*Exercise directions*.
Continue the text on Xi Jinping and Mao from its last sentence.

In government affairs, Xi is also borrowing a page from Mao’s little red book. Defying the unwritten rule that requires the country’s leadership to pass the torch to a new generation every decade, he is preparing to renew his Presidency for a third five-year term next year, after abolishing the two-term limit and purging hostile party officials. In a bid to win the hearts and minds of low-rank party members, he often presents himself as an empathetic leader focused on the problems of ordinary citizens, such as unaffordable housing. “The rich and the poor in some countries are polarised with the collapse of the middle class leading to social disintegration, political polarisation and rampant populism – the lessons are profound!” Xi said in his speech last August.

However, the parallels with Mao end there. “Xi has some stylistic similarities with Mao, and his authority within the party appears to be strong relative to Xi’s predecessors, but he does not dominate the Party anywhere near the extent that Mao did,” said Andrew Walder, an expert on Chinese history at Stanford University. Unlike Mao, a radical Marxist who according to Walder opposed the idea that the Communist party’s main task was to bring economic growth, Xi believes that a large private sector is essential for economic development, but only under the tight control of the Communist party. “Xi is essentially a nationalist who deploys Marxist and Maoist symbolism, which is primarily an exercise in nostalgia about the Party’s former revolutionary past. Mao was a radical who was anti-bureaucratic. Xi simply wants to tighten up the Party’s bureaucratic control to ensure that it continues in power,” said Walder.

*Data supplied*.

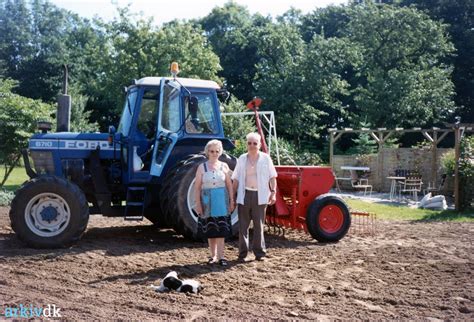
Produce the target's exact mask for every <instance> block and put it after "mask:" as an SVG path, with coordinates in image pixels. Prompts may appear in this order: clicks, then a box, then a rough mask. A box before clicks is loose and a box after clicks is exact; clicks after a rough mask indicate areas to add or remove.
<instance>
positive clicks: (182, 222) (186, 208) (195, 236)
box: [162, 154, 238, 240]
* * *
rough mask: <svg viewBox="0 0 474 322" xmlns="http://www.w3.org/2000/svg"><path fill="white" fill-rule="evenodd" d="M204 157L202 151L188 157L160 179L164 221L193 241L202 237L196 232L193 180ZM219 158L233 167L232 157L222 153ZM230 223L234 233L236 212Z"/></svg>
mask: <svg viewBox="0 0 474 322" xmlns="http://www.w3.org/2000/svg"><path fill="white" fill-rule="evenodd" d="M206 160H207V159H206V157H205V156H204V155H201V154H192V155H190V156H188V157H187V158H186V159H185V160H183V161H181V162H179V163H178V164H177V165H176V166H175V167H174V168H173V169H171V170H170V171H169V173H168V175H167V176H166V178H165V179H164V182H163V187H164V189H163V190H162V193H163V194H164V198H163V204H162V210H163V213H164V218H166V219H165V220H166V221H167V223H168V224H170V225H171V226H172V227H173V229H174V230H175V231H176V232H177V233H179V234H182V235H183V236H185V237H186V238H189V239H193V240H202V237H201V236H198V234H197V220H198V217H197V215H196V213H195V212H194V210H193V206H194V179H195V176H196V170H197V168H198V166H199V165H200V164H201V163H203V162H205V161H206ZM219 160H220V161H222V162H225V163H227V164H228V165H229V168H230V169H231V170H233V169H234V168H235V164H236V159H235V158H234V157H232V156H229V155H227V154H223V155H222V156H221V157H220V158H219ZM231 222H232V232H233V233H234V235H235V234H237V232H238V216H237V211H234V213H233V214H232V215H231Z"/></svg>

*Expected answer*.
Despite Xi’s ambitions, China may have reached a point where economic development requires less, rather than more, state control. Even before the pandemic, growth rates were hovering around six percent (see Fig 1) and are expected to drop further, a major downgrade from the double-digit rates of past decades. The clampdown on fast-growing tech companies has also taken its toll.

In the third quarter of the year, (see Fig 2) China’s growth slipped to an underwhelming 4.9 percent, with lockdowns and a problematic vaccination campaign threatening recovery. Private debt is also rising, a sign that China now faces the problems of a mature, middle-income economy.

China’s ratio of household debt to disposable income reached a record high of 130.9 percent in 2020. So far, the country’s response to these challenges has been a mix of aggressive nationalism abroad and tighter control at home. However, aiming for a combination of economic growth and national assertion, China may get neither. “Everything nowadays has become a matter of national security, because of Xi Jinping’s all-encompassing definition of what constitutes national security,” said Arcesati from MERICS, adding: “That balance will be difficult to strike.”